## Exercise requirements
Every line in the listing is to be echoed verbatim.

####

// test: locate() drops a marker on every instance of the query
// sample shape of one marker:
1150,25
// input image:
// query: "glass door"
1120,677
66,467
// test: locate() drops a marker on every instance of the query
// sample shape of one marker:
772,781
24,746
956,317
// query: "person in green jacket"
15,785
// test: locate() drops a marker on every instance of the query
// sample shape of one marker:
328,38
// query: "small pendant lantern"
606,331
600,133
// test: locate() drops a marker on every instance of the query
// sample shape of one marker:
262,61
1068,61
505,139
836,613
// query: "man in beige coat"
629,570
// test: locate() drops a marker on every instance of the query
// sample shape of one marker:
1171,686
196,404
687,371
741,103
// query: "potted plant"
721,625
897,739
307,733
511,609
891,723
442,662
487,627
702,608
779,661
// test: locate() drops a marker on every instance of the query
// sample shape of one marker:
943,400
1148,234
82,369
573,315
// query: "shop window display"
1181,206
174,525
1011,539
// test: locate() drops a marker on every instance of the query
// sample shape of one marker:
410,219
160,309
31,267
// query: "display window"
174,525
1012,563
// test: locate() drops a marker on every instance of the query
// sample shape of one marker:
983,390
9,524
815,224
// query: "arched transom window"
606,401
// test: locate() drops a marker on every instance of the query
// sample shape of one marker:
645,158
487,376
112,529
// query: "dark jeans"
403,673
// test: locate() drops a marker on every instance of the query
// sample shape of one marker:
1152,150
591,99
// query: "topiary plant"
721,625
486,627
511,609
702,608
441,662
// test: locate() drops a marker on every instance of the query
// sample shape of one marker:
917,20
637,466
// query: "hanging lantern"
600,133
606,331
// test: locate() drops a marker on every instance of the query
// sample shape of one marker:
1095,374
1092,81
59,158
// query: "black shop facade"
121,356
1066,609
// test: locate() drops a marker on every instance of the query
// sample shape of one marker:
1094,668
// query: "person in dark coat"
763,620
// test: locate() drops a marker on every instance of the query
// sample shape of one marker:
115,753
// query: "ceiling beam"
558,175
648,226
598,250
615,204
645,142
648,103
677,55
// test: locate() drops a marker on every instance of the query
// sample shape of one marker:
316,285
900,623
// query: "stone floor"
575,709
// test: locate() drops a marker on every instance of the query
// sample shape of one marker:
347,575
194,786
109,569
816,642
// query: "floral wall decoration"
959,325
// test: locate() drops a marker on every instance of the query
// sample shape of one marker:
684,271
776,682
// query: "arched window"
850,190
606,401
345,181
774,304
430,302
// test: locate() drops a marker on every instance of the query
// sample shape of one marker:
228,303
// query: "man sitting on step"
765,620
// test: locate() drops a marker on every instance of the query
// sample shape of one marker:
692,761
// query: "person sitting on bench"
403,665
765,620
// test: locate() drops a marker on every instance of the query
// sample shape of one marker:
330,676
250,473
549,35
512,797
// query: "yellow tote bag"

####

## Correct result
// test: locate() drops a marker on every instance of the query
// sample shape of one marker:
1150,25
// input image:
// query: "glass door"
1120,677
66,467
// test: locate() drops a marker on every instance of the query
// sample shape of one marker:
772,781
24,746
956,317
// query: "person in green jacket"
15,785
// test: locate() drops a marker on every instance of the query
// sample shape of one marker:
328,38
// query: "small pendant lantern"
606,331
600,133
// test: locate() drops a marker on every instance of the query
// sample shape of one marker:
262,61
1068,61
505,139
836,613
// query: "man in beige coat"
629,570
// test: locate() drops a marker on every instance of the query
// sample shape of one marker:
1171,686
196,404
687,371
741,103
// query: "potted plant"
721,625
897,739
307,733
511,609
891,723
442,662
487,627
702,608
779,661
// test: locate() drops a marker on every instance of the query
// sample shape of one marker:
943,400
1148,234
82,369
573,315
// query: "shop window display"
1181,206
174,525
1011,539
// test: locate() drops a marker on every instance of the query
// sample shape of one marker:
410,219
160,309
31,267
// query: "display window"
174,525
1012,563
// test: locate() drops a marker on every instance of the query
// sample shape of one marker:
983,390
9,524
815,224
// query: "arched transom window"
606,401
// test: locate() drops a marker on every instance of the query
// sample shape of one marker:
645,158
487,376
112,529
// query: "dark jeans"
403,673
// test: locate() drops a marker on every instance of the query
// sample shape of one marker:
1152,150
591,99
// query: "topiary plant"
721,625
486,627
511,609
702,608
441,662
// test: locate() drops a marker on every instance of the query
// sample shape of one marker:
917,20
637,466
// query: "hanging lantern"
600,133
606,331
// test: locate() drops a marker on every instance of the query
// sample shape of one marker:
1095,374
1092,81
59,158
// query: "black shop facade"
121,356
1066,609
// test: locate() drops a marker on every instance of the query
// sample shape of one marker:
1094,668
// query: "person in dark coat"
763,620
// test: locate() drops a marker on every instance of the query
// sample shape of one marker:
115,753
// query: "ceiling beam"
558,175
648,226
598,250
615,204
645,142
648,103
677,55
// test: locate() drops a marker on every instance of the query
// sample shape of one marker:
316,285
900,623
// query: "stone floor"
575,709
// test: locate() drops a marker on every instance of the query
// sample shape of one marker:
347,575
194,786
109,569
816,642
// query: "floral wall decoration"
959,325
// test: locate() drops a marker on every instance of the query
// sample shape of one marker:
684,271
776,682
// query: "arched window"
850,190
606,401
345,181
774,304
430,302
// test: locate() drops a marker on every instance of the query
// sample shape of one marker:
228,303
// query: "man sitting on step"
765,620
// test: locate() drops a marker on every instance of the query
// sample shape of one marker:
692,761
// query: "person sitting on bench"
403,665
765,620
// test: locate() drops a marker on every instance of the query
// sample shape of one marker:
330,676
250,473
549,35
512,797
// query: "yellow tote bag"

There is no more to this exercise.